TRY IT |
Wherever the word "arched" occurs in the lines below, copy the whole line.

··· RECORD EXTRACTS ···

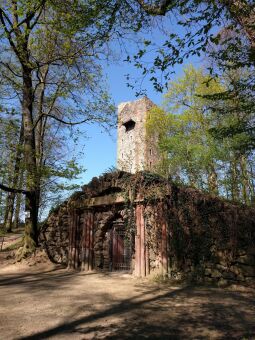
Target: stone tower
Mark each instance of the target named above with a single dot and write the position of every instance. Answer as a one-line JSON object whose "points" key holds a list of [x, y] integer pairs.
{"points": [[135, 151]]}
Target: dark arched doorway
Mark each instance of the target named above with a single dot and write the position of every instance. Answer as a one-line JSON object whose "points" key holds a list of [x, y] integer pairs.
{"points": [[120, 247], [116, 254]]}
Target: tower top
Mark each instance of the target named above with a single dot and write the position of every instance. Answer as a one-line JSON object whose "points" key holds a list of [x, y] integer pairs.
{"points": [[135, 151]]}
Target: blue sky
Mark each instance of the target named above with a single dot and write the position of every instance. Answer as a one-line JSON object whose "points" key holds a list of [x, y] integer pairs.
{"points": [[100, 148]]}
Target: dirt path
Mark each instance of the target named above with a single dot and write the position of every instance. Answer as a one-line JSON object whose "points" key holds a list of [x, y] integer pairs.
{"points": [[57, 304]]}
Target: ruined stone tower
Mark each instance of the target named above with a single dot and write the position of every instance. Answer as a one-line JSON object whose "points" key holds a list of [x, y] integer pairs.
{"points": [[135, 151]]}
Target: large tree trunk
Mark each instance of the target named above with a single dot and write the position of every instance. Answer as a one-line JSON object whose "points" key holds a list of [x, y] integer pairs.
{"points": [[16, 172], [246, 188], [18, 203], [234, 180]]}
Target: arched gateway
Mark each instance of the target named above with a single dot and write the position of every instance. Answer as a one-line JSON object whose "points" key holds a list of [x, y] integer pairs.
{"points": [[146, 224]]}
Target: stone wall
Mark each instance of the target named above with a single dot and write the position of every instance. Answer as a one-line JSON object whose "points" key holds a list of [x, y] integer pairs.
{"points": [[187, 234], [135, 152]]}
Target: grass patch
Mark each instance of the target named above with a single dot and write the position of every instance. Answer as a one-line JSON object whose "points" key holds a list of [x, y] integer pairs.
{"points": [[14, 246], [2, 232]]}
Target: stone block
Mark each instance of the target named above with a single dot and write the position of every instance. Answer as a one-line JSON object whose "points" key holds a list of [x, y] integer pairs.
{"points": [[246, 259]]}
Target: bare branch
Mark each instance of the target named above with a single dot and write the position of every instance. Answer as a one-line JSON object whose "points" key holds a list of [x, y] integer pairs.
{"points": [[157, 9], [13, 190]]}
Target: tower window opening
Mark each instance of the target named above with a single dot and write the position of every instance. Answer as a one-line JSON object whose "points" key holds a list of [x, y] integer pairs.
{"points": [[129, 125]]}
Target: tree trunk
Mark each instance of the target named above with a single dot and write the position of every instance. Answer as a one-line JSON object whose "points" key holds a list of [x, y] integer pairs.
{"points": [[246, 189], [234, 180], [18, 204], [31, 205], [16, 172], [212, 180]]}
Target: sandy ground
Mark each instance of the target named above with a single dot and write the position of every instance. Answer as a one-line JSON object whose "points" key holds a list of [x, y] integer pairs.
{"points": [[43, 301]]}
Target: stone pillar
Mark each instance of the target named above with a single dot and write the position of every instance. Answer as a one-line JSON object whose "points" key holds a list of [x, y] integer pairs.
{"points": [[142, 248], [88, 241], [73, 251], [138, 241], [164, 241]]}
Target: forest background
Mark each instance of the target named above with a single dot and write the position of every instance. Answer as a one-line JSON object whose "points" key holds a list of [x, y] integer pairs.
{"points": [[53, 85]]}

···

REPLY |
Target: dark arched doorway
Target: arched gateway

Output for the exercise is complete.